- GIVEN TEXT -

People read left to right. You want to lay out the text in a way that is
comfortable for the human eye. Center alignment is great when you have short
messages that can be read without shifting focus. It's not good to use when it
extends beyond the breadth at which the eye can read without moving. It's just
not what people are used to doing when they read blocs of text. Eye movement
generates eyestrain, and people get annoyed when their eye strains to read, so
they're more likely to get distracted and press 'back.'

It can still be in the center column, but it should still be left aligned.

It helps to think about it in terms of the eye's physical movements over a
page.

>One of the problems I aimed to solve was to reduce the "wall of text" effect
by splitting it up into tabs. How can I improve this without losing sight of
that goal?

Yeah, I understand your intent. If you want more substantiation you can run a
user test to see if people understand the layout and click through.

You can also read the classic 'Don't Make Me Think' by Steve Krug, which
explains why this sort of design element which seems to save space tends to
confuse users. While it's an older book, the advice still holds up.

You can achieve a similar result with a more modern 'long sales page' (ex.
[https://basecamp.com/](https://basecamp.com/)). The walls of text can be
broken up with headings, subheadings, and evocative images.

The reason why you see the signup buttons multiple times there is to give the
user a chance to convert at each stage. If the user isn't ready to sign up
yet, they scroll down, get a few more reasons why they should sign up, and
then repeat until they either close the tab, sign up, or click through for
more information about why they should sign up.

>What is the supporting copy?

The text that supports your sales pitch under the different tabs that's giving
the reader a reason why they should try your product. Try to condense the
sentences so that only the strongest points remain, and then build out from
there.

- MATERIAL FOR THIS EXERCISE -
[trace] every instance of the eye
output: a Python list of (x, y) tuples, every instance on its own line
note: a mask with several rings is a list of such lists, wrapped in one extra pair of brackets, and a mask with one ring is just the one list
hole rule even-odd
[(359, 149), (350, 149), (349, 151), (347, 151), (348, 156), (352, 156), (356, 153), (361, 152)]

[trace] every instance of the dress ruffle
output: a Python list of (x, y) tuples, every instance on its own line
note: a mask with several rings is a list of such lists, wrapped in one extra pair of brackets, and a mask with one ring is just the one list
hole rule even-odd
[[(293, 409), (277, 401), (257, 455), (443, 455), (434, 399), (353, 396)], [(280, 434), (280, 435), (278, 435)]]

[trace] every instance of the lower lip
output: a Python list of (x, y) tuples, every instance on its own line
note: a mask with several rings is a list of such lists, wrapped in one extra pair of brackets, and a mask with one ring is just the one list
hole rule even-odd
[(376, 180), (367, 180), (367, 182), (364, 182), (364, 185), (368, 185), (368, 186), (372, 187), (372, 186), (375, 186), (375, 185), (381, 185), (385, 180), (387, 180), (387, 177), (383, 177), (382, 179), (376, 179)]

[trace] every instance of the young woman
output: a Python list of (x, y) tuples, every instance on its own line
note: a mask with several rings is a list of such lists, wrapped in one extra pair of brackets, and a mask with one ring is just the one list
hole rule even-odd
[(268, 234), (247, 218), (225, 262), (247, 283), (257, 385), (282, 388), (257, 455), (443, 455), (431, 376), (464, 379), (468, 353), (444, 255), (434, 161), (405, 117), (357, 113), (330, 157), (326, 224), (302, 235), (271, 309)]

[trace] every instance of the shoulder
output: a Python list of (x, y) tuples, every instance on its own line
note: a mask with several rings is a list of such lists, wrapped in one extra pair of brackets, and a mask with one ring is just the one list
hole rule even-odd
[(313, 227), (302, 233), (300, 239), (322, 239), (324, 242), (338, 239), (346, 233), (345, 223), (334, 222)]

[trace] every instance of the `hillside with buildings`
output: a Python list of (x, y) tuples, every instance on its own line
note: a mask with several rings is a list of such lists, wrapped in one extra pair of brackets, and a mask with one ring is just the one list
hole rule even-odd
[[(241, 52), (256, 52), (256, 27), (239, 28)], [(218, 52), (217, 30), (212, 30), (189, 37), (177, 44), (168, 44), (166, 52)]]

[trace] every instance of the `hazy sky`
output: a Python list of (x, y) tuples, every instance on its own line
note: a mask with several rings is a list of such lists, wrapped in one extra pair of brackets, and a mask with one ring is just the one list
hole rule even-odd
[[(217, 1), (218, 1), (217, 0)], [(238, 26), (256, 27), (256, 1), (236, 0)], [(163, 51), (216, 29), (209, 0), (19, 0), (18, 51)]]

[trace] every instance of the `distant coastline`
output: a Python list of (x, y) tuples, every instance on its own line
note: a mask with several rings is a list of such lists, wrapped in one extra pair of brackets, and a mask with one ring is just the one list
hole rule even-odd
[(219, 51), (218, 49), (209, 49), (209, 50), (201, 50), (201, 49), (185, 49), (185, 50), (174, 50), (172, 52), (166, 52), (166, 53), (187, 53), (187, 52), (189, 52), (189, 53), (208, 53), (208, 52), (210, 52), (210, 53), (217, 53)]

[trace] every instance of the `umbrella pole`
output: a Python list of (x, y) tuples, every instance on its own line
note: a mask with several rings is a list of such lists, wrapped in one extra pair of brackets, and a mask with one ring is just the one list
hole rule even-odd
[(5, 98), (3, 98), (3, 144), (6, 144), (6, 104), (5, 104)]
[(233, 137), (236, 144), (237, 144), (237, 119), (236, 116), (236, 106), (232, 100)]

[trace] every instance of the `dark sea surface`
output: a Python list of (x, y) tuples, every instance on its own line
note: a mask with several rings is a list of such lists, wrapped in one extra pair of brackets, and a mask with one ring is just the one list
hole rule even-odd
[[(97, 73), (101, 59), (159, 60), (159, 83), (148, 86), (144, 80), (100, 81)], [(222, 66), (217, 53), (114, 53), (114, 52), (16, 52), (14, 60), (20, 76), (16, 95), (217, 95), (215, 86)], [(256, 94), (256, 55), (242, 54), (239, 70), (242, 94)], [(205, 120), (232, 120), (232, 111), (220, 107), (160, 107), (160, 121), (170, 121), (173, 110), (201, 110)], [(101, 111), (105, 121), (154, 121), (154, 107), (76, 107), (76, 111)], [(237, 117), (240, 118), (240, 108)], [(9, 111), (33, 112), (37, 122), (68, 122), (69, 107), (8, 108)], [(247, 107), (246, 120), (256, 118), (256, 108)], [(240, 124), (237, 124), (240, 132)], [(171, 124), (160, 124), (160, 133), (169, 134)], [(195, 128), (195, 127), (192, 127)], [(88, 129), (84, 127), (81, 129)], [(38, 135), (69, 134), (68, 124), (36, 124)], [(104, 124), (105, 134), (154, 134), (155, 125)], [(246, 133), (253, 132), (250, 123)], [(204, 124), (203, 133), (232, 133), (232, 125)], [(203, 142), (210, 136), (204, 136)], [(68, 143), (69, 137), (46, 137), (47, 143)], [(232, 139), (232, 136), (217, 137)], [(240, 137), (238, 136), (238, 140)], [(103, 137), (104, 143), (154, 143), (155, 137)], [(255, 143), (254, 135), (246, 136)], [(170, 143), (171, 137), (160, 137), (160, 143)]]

- TASKS TO PERFORM -
[1] According to the reply about text alignment, which book explains why design elements that seem to save space tend to confuse users?
[2] Rewrite the entries from their first line through the line containing "235), (271, 309)]", keeping every line including the requests, and shift each x and y coordinate in the answers up by 70.

- ANSWERS FOR THE TASKS -
[1] 'Don't Make Me Think' by Steve Krug.

[2]
[trace] every instance of the eye
output: a Python list of (x, y) tuples, every instance on its own line
note: a mask with several rings is a list of such lists, wrapped in one extra pair of brackets, and a mask with one ring is just the one list
hole rule even-odd
[(429, 219), (420, 219), (419, 221), (417, 221), (418, 226), (422, 226), (426, 223), (431, 222)]

[trace] every instance of the dress ruffle
output: a Python list of (x, y) tuples, every instance on its own line
note: a mask with several rings is a list of such lists, wrapped in one extra pair of brackets, and a mask with one ring is just the one list
hole rule even-odd
[[(363, 479), (347, 471), (327, 525), (513, 525), (504, 469), (423, 466)], [(350, 504), (350, 505), (348, 505)]]

[trace] every instance of the lower lip
output: a Python list of (x, y) tuples, every instance on its own line
note: a mask with several rings is a list of such lists, wrapped in one extra pair of brackets, and a mask with one ring is just the one list
hole rule even-odd
[(446, 250), (437, 250), (437, 252), (434, 252), (434, 255), (438, 255), (438, 256), (442, 257), (442, 256), (445, 256), (445, 255), (451, 255), (455, 250), (457, 250), (457, 247), (453, 247), (452, 249), (446, 249)]

[trace] every instance of the young woman
output: a Python list of (x, y) tuples, every instance on its own line
note: a mask with several rings is a list of such lists, wrapped in one extra pair of brackets, and a mask with one ring is just the one list
hole rule even-odd
[(338, 304), (317, 288), (295, 332), (317, 353), (327, 455), (352, 458), (327, 525), (513, 525), (501, 446), (534, 449), (538, 423), (514, 325), (504, 231), (475, 187), (427, 183), (400, 227), (396, 294), (372, 305), (341, 379)]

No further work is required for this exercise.